ASSIGNED TASK. Write the next part of the blog post below about the Fed's QE3 announcement, picking up after its last sentence.

SOURCE EXTRACT.
________________
Sunday, September 16, 2012

QE3 = WWIII

The Fed's recent announcement of $40 billion a month in quantitative easing for the indefinite future is nothing more or less than a declaration of war on the bottom 99.9% of the world's human population.

As the big money piles out of agency mortgage-backed securities into the commodity markets, the real economy will suffer.  The cost of everything needed to live will rise.  The cost of everything needed to make things will rise.  The result will be reduced consumer spending on discretionary items (because the money is needed for food and energy), increased production costs (because precious metals and other industrial base materials are rising in price), and increased unemployment (and overall suffering).

To most people, rising prices means inflation or "stagflation."  That's because most people believe in the fairy tale Quantity Theory of Money.  Prices these days are rising purely on leveraged speculation, and this form of -flation is more properly called "screwflation" because the Fed is screwing everybody in the world to maintain and even inflate fictitious asset values.

Real people must die so fictitious asset values may live.
________________
AVAILABLE DATA.
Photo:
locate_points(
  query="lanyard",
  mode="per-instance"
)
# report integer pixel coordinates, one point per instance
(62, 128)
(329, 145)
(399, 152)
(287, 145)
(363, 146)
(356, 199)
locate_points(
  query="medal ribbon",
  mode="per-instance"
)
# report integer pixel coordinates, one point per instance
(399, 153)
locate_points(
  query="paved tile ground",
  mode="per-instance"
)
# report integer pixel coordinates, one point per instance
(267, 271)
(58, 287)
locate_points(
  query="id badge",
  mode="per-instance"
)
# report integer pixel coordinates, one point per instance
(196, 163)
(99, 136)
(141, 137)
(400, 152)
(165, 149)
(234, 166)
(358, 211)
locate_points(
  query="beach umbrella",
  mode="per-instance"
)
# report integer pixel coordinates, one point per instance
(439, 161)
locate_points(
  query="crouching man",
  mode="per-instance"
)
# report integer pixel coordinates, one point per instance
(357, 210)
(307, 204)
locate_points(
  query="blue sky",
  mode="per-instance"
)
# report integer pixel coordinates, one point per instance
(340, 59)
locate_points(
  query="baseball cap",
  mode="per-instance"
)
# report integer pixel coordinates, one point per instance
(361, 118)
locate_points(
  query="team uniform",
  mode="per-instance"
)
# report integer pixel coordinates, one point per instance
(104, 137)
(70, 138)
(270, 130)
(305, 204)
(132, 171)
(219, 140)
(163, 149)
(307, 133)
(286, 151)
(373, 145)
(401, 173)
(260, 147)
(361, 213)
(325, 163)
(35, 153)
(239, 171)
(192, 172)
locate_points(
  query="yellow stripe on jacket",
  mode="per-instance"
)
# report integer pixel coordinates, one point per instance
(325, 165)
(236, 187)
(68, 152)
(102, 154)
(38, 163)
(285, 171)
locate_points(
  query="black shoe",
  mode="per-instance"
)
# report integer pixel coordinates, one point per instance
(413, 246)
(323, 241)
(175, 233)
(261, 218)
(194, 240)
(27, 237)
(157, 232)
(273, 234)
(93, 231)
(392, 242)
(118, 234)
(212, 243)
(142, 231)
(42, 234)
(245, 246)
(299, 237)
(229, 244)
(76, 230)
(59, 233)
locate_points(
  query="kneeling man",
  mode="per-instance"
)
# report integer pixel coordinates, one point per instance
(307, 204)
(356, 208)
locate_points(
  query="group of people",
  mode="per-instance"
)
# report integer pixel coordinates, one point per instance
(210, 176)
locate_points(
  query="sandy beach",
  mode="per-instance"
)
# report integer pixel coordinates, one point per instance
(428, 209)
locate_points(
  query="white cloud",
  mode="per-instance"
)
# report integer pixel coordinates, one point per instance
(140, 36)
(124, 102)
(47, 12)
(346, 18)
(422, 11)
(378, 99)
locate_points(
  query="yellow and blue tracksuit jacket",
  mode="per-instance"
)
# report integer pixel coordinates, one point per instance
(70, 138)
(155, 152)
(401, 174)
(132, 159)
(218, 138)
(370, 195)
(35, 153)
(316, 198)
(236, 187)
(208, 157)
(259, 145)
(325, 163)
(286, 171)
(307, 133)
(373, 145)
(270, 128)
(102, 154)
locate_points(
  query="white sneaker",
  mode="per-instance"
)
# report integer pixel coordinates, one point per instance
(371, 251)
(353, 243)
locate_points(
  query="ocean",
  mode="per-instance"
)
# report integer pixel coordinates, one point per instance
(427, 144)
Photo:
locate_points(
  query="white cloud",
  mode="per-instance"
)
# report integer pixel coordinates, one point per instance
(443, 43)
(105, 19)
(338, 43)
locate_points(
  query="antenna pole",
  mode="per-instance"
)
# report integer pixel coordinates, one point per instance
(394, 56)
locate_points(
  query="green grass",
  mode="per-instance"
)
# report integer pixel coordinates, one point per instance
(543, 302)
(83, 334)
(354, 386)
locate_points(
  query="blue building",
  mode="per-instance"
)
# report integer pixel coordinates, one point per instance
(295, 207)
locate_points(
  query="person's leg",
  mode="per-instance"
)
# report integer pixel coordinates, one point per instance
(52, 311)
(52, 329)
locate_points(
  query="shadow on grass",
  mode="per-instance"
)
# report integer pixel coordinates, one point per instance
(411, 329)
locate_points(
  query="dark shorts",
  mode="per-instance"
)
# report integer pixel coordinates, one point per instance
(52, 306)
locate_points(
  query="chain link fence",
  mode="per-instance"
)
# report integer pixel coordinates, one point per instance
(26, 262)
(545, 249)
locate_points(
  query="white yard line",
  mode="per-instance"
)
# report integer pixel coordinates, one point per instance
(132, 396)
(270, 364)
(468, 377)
________________
EXERCISE OUTPUT.
Here's the Fed's quandary: deflation is no longer manageable.  The collapse of the US housing market is inevitable, and QE-infinity is designed to get soon-to-be toxic assets off the books of the big banks, who own 25% of agency MBS valued at roughly $1.3 trillion a year ago.  See here.  Most commentators argue that the Fed is trying to ignite another housing bubble, i.e., that the Fed's monthly purchase of $40B in agency MBS will cause the banks to further lower mortgage interest rates and increase lending so that there are more mortgages to bundle into MBS.  While we may see interest rates go down, there's no reason to believe that we will see an increased demand for mortgages, even if the banks are more willing to lend.  Certainly, the data show that prior QE efforts that targeted the purchase of MBS seemingly had no effect on the levels of mortgage debt outstanding, which has declined year-over-year since 2009.  See here.  At best, QE-infinity is designed to keep the US housing market treading water so the TBTF institutions have the opportunity to minimize their exposure to it.

The Fed is purposefully turning itself into a "bad bank" that holds all the toxic assets of the TBTF banks.  Of course, once people realize that the Fed is a bad bank, what will happen to the value of a Federal Reserve Note (aka, the US dollar)?

For the first time ever, I believe something akin to hyperinflation is possible here in the USA.